START Document segment

"The market will tend to price in a more hopeful reopening than an unchanged strict Covid Zero," said Kiyong Seong, lead Asia macro strategist at Societe Generale SA in Hong Kong.
(Nov 29): November looks set to mark a watershed moment for Chinese assets, as visible policy shifts away from Covid Zero triggered massive gains.
After being pressured under the weight of virus restrictions and a property crisis, markets surged amid hopes of an eventual reopening. Chinese stocks in Hong Kong are headed for their best month since 2003, while the yuan is on track for the biggest monthly gain in nearly four years.
Traders have added to bets since early this month when rumours spread over a Covid Zero exit plan, followed by a detailed 20-point playbook by authorities. Even as a surge in infections and protests against restrictions caused volatility in recent days, most investors believe that the path to reopening — however messy and disorderly — is inevitable.
"The market will tend to price in a more hopeful reopening than an unchanged strict Covid Zero," said Kiyong Seong, lead Asia macro strategist at Societe Generale SA in Hong Kong. "However, they may be frequently disappointed. Two steps forward and one step back kind of market reactions are likely."
The Hang Seng China Enterprises Index jumped 6.2% on Tuesday following a briefing during which health officials urged elderly vaccination and reiterated that excessive restrictions should be avoided. That took the month's gain so far to 26%.
In the briefing — the first by the nation's top health body since protests unfolded over the weekend — officials struck a conciliatory tone toward residents unhappy with Covid-19 curbs. Local authorities must respond to and resolve "reasonable" Covid-19 requests from the public in a timely manner while reducing the inconvenience caused by outbreaks, said National Health Commission spokesman Mi Feng.
"It is becoming clear that the only path forward is moving toward reopening as the fatigue from prolonged restrictions is setting in," said Marvin Chen, an analyst for Bloomberg Intelligence. "While the path to reopening will likely be bumpy, market sentiment can improve heading into 2023."
China's reopening bets have also stirred optimism in other Asian markets that have close trade links, with the won and Australian dollar gaining.

END Document segment
START Extracted records

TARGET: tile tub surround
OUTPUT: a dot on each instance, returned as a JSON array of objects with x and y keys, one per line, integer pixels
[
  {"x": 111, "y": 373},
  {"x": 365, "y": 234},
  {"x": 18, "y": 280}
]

END Extracted records

Continue the article on Chinese markets rallying on hopes of an exit from Covid Zero, starting after its final sentence about the won and the Australian dollar.

The month also saw authorities take bolder steps to rescue the real estate sector, after its piecemeal approach earlier this year failed to reverse a slump. Property stocks and bonds advanced on Tuesday as the securities regulator lifted a multi-year ban on share sales. The removal of restrictions aims to support the "stable and healthy" development of the sector, according to a statement late on Monday.
In another sign of easier funding access, a key programme to guarantee local bond sales from developers will now accept collateral beyond just their core assets, according to people familiar with the matter.
"The property measure is big for A-share developers, given the refinancing of developers in A-share has been technically suspended since 2010," said Willer Chen, senior analyst at Forsyth Barr Asia Ltd. "This sends a strong signal to the market that CSRC wants to help developers" on their financing issues, he added, referring to the securities regulator.
A Bloomberg Intelligence gauge of developers jumped more than 7%, taking this month's advance to about 62% — a record gain. The CSI 300 Index, a benchmark for mainland shares, ended up 3.1% in its best day in more than three weeks.
A Bloomberg index of China offshore dollar bonds of all ratings is set to log its first monthly gain since August 2021, while a separate gauge of the country's junk dollar notes — dominated by builders — gained 17.4% through Tuesday, the most since October 2011.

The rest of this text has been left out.